=== Exercise prompt ===
Restate word for word the lines of the entries below, starting with the line that holds "TARGET: textured stone wall" and ending with the line that holds "TARGET: rocky background", and no others.

[Extracted records]
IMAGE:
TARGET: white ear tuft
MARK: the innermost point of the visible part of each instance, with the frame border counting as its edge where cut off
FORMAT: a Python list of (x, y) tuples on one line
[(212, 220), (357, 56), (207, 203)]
==
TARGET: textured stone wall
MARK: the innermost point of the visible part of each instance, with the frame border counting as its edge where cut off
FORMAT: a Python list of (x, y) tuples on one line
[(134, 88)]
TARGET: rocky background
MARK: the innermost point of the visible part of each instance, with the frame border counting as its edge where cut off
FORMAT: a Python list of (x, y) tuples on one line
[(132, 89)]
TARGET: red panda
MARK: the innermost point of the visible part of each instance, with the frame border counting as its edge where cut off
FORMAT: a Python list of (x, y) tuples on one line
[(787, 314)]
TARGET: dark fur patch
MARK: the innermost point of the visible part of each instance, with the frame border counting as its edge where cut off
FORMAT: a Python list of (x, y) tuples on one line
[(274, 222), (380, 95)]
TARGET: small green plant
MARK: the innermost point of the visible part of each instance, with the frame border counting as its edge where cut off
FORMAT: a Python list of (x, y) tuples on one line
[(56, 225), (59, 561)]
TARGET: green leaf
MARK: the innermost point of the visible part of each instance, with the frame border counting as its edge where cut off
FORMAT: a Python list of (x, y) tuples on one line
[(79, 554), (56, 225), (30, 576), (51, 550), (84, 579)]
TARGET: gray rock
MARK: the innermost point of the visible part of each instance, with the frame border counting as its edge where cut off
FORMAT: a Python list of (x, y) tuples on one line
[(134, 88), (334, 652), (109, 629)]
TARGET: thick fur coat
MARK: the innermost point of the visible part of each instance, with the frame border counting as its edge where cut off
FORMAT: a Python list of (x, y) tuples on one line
--
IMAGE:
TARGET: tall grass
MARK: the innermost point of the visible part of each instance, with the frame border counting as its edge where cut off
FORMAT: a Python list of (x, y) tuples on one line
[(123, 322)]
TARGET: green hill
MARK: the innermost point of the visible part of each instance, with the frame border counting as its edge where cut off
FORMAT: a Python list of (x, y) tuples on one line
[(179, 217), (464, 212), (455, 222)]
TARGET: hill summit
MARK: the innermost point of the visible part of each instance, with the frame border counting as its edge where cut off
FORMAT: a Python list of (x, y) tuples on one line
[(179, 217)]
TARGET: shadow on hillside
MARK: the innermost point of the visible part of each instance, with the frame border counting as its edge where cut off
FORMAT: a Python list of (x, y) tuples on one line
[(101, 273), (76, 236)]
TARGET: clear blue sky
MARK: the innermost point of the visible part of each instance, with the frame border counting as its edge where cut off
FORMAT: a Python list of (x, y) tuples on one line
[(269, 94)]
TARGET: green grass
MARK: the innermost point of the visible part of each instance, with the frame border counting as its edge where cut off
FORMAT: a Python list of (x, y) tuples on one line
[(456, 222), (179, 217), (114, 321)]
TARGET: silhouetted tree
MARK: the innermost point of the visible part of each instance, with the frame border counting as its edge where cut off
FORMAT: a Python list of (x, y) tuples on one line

=== Solution for this problem ===
TARGET: textured stone wall
MARK: the innermost point of the visible part of each instance, with the frame border counting as its edge where cut off
FORMAT: a Python list of (x, y) tuples on one line
[(134, 88)]
TARGET: rocky background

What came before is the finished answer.